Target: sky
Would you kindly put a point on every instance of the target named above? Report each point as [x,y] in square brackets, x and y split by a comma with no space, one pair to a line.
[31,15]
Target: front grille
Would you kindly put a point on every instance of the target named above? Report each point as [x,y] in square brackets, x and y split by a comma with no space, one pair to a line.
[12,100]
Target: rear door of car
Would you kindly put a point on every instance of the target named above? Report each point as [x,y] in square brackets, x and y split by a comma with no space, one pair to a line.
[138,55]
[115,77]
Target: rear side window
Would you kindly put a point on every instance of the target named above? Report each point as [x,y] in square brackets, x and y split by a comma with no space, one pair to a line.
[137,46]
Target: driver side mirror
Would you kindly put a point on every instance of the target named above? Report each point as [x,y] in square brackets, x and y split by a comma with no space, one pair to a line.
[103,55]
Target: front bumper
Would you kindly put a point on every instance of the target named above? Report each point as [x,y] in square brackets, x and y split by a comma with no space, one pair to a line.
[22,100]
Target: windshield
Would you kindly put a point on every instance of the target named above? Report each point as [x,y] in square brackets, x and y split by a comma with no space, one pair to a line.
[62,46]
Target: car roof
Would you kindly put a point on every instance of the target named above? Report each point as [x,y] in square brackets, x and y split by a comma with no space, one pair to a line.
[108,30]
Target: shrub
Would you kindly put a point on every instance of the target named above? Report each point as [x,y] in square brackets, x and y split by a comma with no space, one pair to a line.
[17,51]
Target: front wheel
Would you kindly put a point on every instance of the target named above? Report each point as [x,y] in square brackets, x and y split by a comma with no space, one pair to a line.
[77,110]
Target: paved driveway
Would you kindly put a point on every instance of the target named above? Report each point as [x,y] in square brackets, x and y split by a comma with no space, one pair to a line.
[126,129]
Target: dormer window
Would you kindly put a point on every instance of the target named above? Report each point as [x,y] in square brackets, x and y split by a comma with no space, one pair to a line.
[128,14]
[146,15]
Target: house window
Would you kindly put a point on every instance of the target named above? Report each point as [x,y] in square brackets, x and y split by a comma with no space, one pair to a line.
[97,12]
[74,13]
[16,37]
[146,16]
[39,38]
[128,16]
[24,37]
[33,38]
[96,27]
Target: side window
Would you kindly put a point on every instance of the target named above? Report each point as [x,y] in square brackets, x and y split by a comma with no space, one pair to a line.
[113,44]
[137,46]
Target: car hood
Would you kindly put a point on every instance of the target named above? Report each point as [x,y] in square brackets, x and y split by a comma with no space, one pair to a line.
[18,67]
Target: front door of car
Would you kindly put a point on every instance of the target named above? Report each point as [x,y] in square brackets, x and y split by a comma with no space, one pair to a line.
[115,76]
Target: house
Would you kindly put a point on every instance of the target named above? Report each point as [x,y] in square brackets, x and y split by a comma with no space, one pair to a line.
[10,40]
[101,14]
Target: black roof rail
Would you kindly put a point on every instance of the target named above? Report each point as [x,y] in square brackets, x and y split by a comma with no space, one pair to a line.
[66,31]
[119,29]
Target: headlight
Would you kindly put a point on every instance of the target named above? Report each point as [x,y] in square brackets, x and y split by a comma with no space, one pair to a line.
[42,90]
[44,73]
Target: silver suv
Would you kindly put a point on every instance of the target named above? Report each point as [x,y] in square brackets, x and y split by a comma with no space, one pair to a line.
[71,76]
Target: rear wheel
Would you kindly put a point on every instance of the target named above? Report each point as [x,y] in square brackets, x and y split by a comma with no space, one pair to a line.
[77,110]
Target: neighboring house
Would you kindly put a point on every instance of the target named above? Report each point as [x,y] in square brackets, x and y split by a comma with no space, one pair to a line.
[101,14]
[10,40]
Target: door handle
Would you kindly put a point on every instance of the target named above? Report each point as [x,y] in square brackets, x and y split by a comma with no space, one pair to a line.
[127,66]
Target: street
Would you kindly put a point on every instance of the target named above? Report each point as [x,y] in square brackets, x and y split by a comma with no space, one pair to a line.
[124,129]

- WORK TO BE COMPLETED
Give all the items above again with "every instance" swapped for "each instance" everywhere it occurs, leaving everything else unchanged.

- COMPLETED EXERCISE
Target: sky
Would you kindly put a point on each instance of the target named above? Report each point as [x,y] in square brackets, x and y split by a comma with no space, one pair to a line.
[31,15]
Target: front grille
Would you kindly put a point on each instance of the target named above? Report each point as [x,y] in square brackets, x and y split by a comma with no space, one pair to a line.
[12,100]
Target: rear door of car
Would you kindly put a point on each instance of the target named above? Report each point as [x,y] in square brackets, x and y split by a comma with no space, one pair to a line.
[138,55]
[115,77]
Target: rear side window
Would you kindly put a point on each instance of the target named above? Report each point as [x,y] in square brackets, x and y split by a comma with no space, one pair to a line.
[137,46]
Target: driver side mirror
Would you kindly put a point on each instance of the target named above? Report each point as [x,y] in square brackets, x and y split by a comma with no space, one pair to a line.
[103,55]
Target: front bumper
Would you kindly put a point on each instance of the target named above? Report each point as [x,y] in square brackets, x and y split by a comma with no space, one pair to a line.
[22,100]
Target: windshield
Would you kindly put a point on each instance of the target named above? Report each point as [x,y] in square brackets, x and y split by a comma with no space, one pair to a line.
[62,46]
Target: car roof
Would you kindly put a point on each instance of the target named above? Report each point as [x,y] in square brackets, x and y split by a comma with no space, one pair to a line.
[108,30]
Target: shrub
Would you kindly put a point on each instance of the target named above? Report each point as [x,y] in square brackets, x and y split by a comma with no space, one pair to a line.
[17,51]
Target: front wheel
Would you kindly put a point on each instance of the target named above? Report each point as [x,y] in square brackets, x and y split by a comma with no space, one pair to a line.
[77,110]
Target: paved driveway
Would you kindly put a point on each instance of the target named above? Report each point as [x,y] in square brackets, x and y split by a comma with no space, one pair to a line.
[126,129]
Target: dormer window
Would you kindly put a point on each instance of the target named above? Report each point as [x,y] in square brackets, x and y split by a comma with no space, one pair to a line.
[128,14]
[146,15]
Target: house window
Would you kindly put a point on each instance of the target named above? Report each point as [x,y] in square brackets, x and y split by a comma with no space, one pair to a line.
[97,12]
[74,13]
[16,37]
[146,16]
[39,38]
[128,16]
[24,37]
[33,38]
[96,27]
Target: side window
Would you kindly put a point on each instance of the target named above? Report each point as [x,y] in square brackets, x and y split by a comma with no space, one pair to a line.
[113,44]
[137,46]
Target: car hood
Would you kindly put a point on each instance of the target named above? Report each point as [x,y] in square brackets, x and y split by a comma with no space, one pair to a line.
[18,67]
Target: front door of car
Would you kindly put a point on each instance of the target named above? Report each point as [x,y] in square brackets, x and y split by a comma with no space, one pair to a line.
[115,76]
Target: house
Would you kindly put a point on each instance of the target named above? Report each point as [x,y] in square brackets, x and y split by a comma with no space, one pair to a line.
[10,40]
[101,14]
Target: black roof rail
Would you kindly put a point on each instance of the target named above? Report each point as [x,y] in square brackets, x and y split by a comma with no space, one pair to a line.
[66,31]
[119,29]
Target: headlight
Would you kindly put a point on each instance of the target named above? Report each point as [x,y] in square brackets, x and y split by a comma with no space, one pair to a line.
[42,90]
[44,73]
Target: silver suv
Would you kindly put a point on each instance of the target named above? Report each point as [x,y] in square brackets, x and y split by a comma with no space, one pair to a line.
[71,76]
Target: rear wheel
Would you kindly put a point on each instance of the target named above? Report each point as [x,y] in square brackets, x and y split by a comma with no space, one pair to a line.
[77,110]
Target: neighboring house
Would you kindly put a point on each instance of the target named above? Report each point as [x,y] in square brackets, x and y split by a comma with no space, one pair to a line.
[101,14]
[10,40]
Target: door handle
Would you kindly put a point on each instance of the target named above? Report each point as [x,y] in square brackets, x and y split by a comma with no space, one pair to a line.
[127,66]
Target: street
Would you kindly put a point on each instance of the target named above? Report each point as [x,y] in square brackets, x and y split by a comma with no space, one pair to a line.
[124,129]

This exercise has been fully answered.